YOUR ASSIGNMENT: Line by line, set down all the data below exactly, omitting any picture.

EXERCISE INPUT:
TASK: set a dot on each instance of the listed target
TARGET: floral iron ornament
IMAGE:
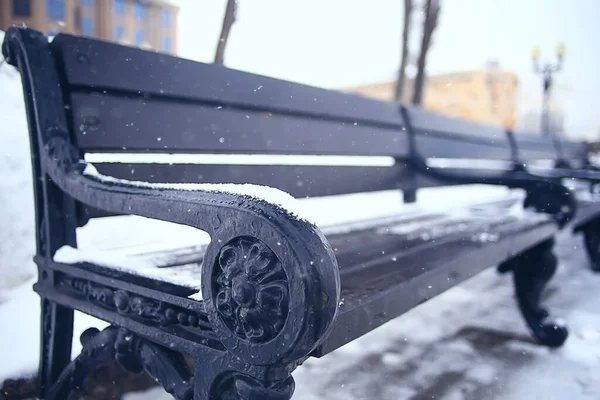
(251, 290)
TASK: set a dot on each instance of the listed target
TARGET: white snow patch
(17, 240)
(276, 197)
(184, 275)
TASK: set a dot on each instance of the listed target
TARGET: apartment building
(148, 24)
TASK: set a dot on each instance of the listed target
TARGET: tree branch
(432, 9)
(228, 20)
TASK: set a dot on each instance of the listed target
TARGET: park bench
(275, 289)
(560, 158)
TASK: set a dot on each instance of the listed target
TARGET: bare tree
(404, 60)
(228, 20)
(432, 9)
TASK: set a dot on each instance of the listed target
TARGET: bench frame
(233, 357)
(246, 355)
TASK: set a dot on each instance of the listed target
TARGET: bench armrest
(257, 249)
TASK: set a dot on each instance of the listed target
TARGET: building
(485, 96)
(144, 23)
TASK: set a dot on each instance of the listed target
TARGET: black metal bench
(566, 160)
(275, 289)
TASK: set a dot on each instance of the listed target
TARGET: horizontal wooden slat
(112, 123)
(396, 282)
(447, 146)
(428, 122)
(105, 65)
(438, 135)
(535, 147)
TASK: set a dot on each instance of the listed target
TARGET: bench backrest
(446, 138)
(534, 149)
(126, 101)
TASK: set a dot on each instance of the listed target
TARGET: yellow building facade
(484, 96)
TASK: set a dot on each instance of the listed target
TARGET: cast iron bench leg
(228, 378)
(57, 336)
(592, 243)
(532, 270)
(217, 376)
(133, 353)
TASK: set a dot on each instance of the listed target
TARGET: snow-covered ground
(468, 343)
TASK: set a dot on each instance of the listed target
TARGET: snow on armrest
(184, 275)
(276, 197)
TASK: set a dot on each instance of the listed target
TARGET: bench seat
(387, 265)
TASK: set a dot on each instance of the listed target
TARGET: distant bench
(275, 289)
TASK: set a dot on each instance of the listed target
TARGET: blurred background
(482, 60)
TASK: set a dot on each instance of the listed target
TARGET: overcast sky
(337, 43)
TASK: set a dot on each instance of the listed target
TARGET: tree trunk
(432, 9)
(404, 59)
(228, 21)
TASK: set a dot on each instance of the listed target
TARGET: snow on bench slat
(183, 275)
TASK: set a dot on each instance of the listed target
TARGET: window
(87, 26)
(166, 18)
(119, 32)
(140, 37)
(56, 10)
(21, 8)
(166, 43)
(119, 6)
(141, 12)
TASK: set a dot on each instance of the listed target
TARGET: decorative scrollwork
(237, 386)
(133, 305)
(251, 290)
(531, 272)
(133, 353)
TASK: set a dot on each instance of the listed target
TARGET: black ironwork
(271, 284)
(591, 233)
(532, 270)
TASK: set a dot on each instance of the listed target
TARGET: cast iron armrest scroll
(289, 290)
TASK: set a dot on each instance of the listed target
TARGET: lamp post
(546, 72)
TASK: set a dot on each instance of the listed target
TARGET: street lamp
(546, 71)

ANSWER TO THIS TASK:
TASK: set a dot on each instance of the listed target
TARGET: floral iron ornament
IMAGE:
(251, 290)
TASK: set a dot on each instance of the listed target
TARGET: white snow patch
(17, 240)
(276, 197)
(184, 275)
TASK: set a dot on each instance of the listed target
TARGET: apartment building
(148, 24)
TASK: set a dot on each instance of the listed target
TARGET: tree branch
(432, 9)
(228, 20)
TASK: set a dot on each instance of the listed target
TARGET: park bench
(275, 289)
(560, 158)
TASK: set a dot on each instance of the listed target
TARGET: bare tree
(404, 60)
(228, 20)
(432, 9)
TASK: set a dot on each instance of the listed target
TARGET: bench frame
(233, 357)
(246, 355)
TASK: set a dot on each instance of the listed target
TARGET: bench armrest
(257, 249)
TASK: set a dot on each instance of the listed target
TARGET: building
(485, 96)
(144, 23)
TASK: set a dot on each instance of the listed target
TARGET: black metal bench
(566, 160)
(275, 289)
TASK: set a dot on each instance of the listed target
TARGET: horizontal wooden slat
(112, 123)
(396, 282)
(447, 146)
(428, 122)
(105, 65)
(438, 135)
(535, 147)
TASK: set a dot on each instance of the listed target
TARGET: bench backrest
(446, 138)
(534, 149)
(126, 101)
TASK: set a dot on each instance of the listed target
TARGET: yellow building facade
(484, 96)
TASK: set a dot on each instance of the listed target
TARGET: cast iron bench leg
(228, 378)
(57, 336)
(592, 243)
(532, 270)
(217, 376)
(133, 353)
TASK: set a dot on each instance of the listed target
TARGET: snow-covered ground
(468, 343)
TASK: set a dot on each instance of the listed target
TARGET: snow on armrest
(184, 275)
(276, 197)
TASK: set a dot on each instance of the listed target
TARGET: bench seat
(387, 265)
TASK: set a dot on each instance of the listed target
TARGET: distant bench
(275, 289)
TASK: set a dot on each instance of the listed target
TARGET: blurred background
(482, 60)
TASK: set a dot on each instance of the listed target
TARGET: overcast sky
(337, 43)
TASK: set a dot on each instance of the listed target
TARGET: tree trunk
(432, 9)
(404, 59)
(228, 21)
TASK: set a dot on each instance of the listed target
TARGET: snow on bench slat
(183, 275)
TASK: set a dot on each instance of the listed target
TARGET: window
(87, 26)
(166, 18)
(119, 32)
(140, 37)
(56, 10)
(21, 8)
(166, 43)
(119, 6)
(141, 12)
TASK: set a dot on each instance of the listed target
TARGET: decorative scrollwork
(237, 386)
(133, 305)
(251, 290)
(531, 272)
(133, 353)
TASK: set a dot on each instance of the listed target
TARGET: black ironwork
(271, 284)
(591, 233)
(532, 270)
TASK: set a dot on each instance of the listed target
TARGET: cast iron armrest scroll
(289, 290)
TASK: set a dot on each instance of the listed target
TARGET: lamp post
(546, 72)
TASK: set a dot on each instance of the listed target
TARGET: street lamp
(546, 71)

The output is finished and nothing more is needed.